• _The task_: Only an exact retyping of all the entries counts as an answer.

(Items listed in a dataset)
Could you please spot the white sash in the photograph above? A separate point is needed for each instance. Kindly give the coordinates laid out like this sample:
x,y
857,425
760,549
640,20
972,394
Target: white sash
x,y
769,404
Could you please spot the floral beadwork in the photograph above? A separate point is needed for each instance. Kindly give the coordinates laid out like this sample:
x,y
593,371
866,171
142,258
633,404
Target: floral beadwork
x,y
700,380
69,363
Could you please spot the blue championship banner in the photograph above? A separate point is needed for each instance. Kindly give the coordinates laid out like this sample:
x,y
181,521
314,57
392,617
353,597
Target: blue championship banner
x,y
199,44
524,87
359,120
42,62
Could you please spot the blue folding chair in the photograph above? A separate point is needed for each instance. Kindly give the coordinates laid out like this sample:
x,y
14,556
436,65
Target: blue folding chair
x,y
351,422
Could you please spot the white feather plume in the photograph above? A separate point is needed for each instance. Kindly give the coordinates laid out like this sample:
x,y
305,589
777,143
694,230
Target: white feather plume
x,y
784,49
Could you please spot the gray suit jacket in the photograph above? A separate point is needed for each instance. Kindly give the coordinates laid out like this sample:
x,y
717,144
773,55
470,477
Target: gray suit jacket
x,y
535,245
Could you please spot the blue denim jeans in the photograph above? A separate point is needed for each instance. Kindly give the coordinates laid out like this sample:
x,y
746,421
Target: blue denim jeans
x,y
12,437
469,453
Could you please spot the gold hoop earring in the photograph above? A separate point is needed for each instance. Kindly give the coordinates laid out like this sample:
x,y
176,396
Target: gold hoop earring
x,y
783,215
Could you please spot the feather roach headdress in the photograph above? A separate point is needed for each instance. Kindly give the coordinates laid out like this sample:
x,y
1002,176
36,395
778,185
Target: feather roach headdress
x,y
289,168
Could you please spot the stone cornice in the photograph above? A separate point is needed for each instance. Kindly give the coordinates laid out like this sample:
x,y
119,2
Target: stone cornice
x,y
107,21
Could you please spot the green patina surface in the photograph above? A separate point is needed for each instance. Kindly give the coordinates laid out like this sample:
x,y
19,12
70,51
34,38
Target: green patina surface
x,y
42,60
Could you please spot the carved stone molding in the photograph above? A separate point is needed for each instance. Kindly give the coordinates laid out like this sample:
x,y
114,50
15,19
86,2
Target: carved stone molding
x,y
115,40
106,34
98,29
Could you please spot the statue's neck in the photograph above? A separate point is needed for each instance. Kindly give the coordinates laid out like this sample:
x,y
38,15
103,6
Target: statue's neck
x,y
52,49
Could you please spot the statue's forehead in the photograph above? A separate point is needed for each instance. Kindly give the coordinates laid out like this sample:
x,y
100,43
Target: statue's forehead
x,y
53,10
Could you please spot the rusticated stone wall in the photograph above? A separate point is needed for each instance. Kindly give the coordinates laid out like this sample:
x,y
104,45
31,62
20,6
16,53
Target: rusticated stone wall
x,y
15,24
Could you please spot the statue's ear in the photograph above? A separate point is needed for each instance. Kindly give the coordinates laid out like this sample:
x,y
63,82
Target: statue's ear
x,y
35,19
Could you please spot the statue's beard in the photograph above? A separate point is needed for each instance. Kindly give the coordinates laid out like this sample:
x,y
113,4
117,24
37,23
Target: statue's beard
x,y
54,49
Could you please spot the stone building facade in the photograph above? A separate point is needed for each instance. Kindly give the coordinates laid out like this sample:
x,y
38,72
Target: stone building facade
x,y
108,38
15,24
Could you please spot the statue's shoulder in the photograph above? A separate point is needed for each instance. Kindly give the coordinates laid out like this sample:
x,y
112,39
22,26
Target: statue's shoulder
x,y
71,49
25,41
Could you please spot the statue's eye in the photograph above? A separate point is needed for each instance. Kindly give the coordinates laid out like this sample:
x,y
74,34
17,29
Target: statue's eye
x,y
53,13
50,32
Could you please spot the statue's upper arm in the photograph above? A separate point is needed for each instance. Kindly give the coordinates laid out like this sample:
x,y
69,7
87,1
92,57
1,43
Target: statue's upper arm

• _Reply_:
Could you please spot the white sash in the photograph above? A separate point is needed for each instance. Kindly give the coordinates laid out like this sample:
x,y
857,425
760,549
640,20
972,394
Target: white sash
x,y
769,404
Could you please spot the floral beadwork in the photograph above? A separate point is needed for each instance. Kindly give the coordinates laid out like this sample:
x,y
593,371
866,171
142,258
633,404
Target: floral beadwork
x,y
700,380
69,363
Could you please spot the blue championship banner in the photograph above? A separate point is needed for each instance. Kindly give the coordinates laid out like this sample:
x,y
181,521
314,57
392,617
353,597
Target: blue championship banner
x,y
199,44
524,87
359,120
42,62
Could you please spot the blue folding chair in the photograph above? A separate point is needed for each instance. Kindly give the coordinates laid out like this sample:
x,y
14,556
436,65
Target: blue folding chair
x,y
351,422
Could you please spot the white feather plume in the photograph above? A separate point is needed for each instance. Kindly give the coordinates laid out like this sample:
x,y
305,589
777,143
694,230
Target: white feather plume
x,y
784,49
Could you please spot the gray suit jacket in the photograph above? A separate point is needed for each instance. Kindly give the coordinates laid out like this sample:
x,y
717,144
773,55
470,477
Target: gray suit jacket
x,y
535,245
Could you please spot the blue denim jeans in the photograph above? A separate point is needed for each instance. Kindly give the coordinates laid out like this sample:
x,y
746,421
Target: blue denim jeans
x,y
12,437
469,453
Could you please spot the gold hoop earring in the photograph above? A separate point is needed for each instance. Kindly give the coordinates laid out like this sample:
x,y
176,396
Target: gold hoop earring
x,y
783,215
Could you please spot the feather roach headdress in the photograph above? A separate point is needed for each instance. Kindly give the coordinates laid out like this sample:
x,y
1002,176
36,395
778,185
Target: feather roach headdress
x,y
289,168
Could you please spot the stone cornice in the photograph above? A separate point is needed for each instance. Kindly give the coordinates laid out like this sample:
x,y
119,2
Target: stone cornice
x,y
107,21
Could you please spot the green patina surface in the photograph above? A separate point is needed for each instance. Kindly give the coordinates laid out like this sample:
x,y
19,12
70,51
34,38
Target: green patina surface
x,y
42,60
Could you please spot the carved stone molding in the photograph above? A separate point is needed for each instance. Kindly give the coordinates laid out like this sample:
x,y
114,50
15,19
86,2
Target: carved stone molding
x,y
115,40
106,34
98,29
Could you please spot the statue's neck in the photograph above? A separate point is needed for each instance. Kindly give the coordinates laid out like this sample:
x,y
38,15
103,6
Target: statue's neck
x,y
52,49
Could you please spot the statue's forehead in the photograph above? A separate point is needed for each instance. Kindly give the coordinates laid out like this sample:
x,y
100,43
Target: statue's forehead
x,y
53,10
Could you please spot the rusticated stone wall in the photograph above? A separate point is needed for each instance. Kindly give the coordinates laid out like this sample:
x,y
104,45
31,62
20,6
16,53
Target: rusticated stone wall
x,y
15,24
Could you please spot the statue's ear in the photograph above? A separate point is needed for each instance. Kindly give the coordinates laid out like this sample:
x,y
63,82
Target: statue's ear
x,y
35,19
Could you please spot the statue's beard in the photograph above? A separate point is needed for each instance. Kindly give the coordinates laid out like this sample:
x,y
113,4
117,24
37,23
Target: statue's beard
x,y
54,49
Could you please spot the stone building facade in the photograph above? A separate point is needed for each instance. Kindly give the coordinates laid out like this sample:
x,y
38,72
Target: stone building facade
x,y
108,38
15,24
Could you please spot the statue's shoulder in the photograph above? A separate point is needed for each instance. Kindly give the coordinates laid out like this sample:
x,y
112,39
22,26
Target: statue's shoulder
x,y
71,49
25,41
Could you please spot the statue's eye in the photograph above? A separate point is needed for each instance. Kindly give the coordinates laid out like this sample:
x,y
74,34
17,29
Target: statue's eye
x,y
53,13
50,32
Could you please spot the statue's upper arm in the photograph above? A separate point is needed for each instance. Kindly give the coordinates laid out like this sample:
x,y
69,7
87,1
92,57
1,43
Target: statue's upper arm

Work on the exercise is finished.